Reproduce every line of the items below, the requests included, multiplying each bounding box coordinate in the answers by 1.8 and rounding to whole numbers, with halves rounded up. Leave the requests and their format samples unchanged.

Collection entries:
_ _ _ _ _ _ _

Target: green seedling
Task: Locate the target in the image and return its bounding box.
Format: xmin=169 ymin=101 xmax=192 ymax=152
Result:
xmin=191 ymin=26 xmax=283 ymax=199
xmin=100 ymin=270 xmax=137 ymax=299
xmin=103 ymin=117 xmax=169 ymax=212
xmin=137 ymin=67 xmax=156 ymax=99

_ _ _ _ _ _ _

Written response:
Target: green seedling
Task: Locate the target in the image and return its bounding box.
Format: xmin=169 ymin=101 xmax=192 ymax=152
Result:
xmin=344 ymin=47 xmax=509 ymax=358
xmin=180 ymin=486 xmax=247 ymax=538
xmin=185 ymin=211 xmax=304 ymax=382
xmin=247 ymin=121 xmax=281 ymax=178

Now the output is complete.